## Begin
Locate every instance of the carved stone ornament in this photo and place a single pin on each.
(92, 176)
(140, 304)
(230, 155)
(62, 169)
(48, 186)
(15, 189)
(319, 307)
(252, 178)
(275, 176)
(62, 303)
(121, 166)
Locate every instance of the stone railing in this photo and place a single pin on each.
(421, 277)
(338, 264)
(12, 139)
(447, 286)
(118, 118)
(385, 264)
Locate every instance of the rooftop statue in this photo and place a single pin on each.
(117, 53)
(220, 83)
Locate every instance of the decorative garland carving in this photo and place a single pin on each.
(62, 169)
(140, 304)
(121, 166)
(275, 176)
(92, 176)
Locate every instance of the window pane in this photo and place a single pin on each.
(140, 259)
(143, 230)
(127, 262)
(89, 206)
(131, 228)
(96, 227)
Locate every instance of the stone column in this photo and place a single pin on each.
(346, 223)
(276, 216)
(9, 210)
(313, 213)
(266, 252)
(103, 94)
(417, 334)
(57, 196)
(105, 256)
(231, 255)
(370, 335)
## End
Print the records again, unchanged, starting at the line that contains "Locate every instance of the window" and ending at the last line of the records.

* [WRITTEN ANSWER]
Locate every instance of the window pane in this photo and place a single pin on each.
(140, 259)
(143, 230)
(127, 262)
(89, 206)
(131, 228)
(96, 227)
Locate every instance of the stone column in this photo and place a single pin on each.
(346, 223)
(276, 216)
(9, 210)
(313, 213)
(266, 252)
(103, 94)
(417, 334)
(57, 196)
(105, 256)
(231, 255)
(370, 335)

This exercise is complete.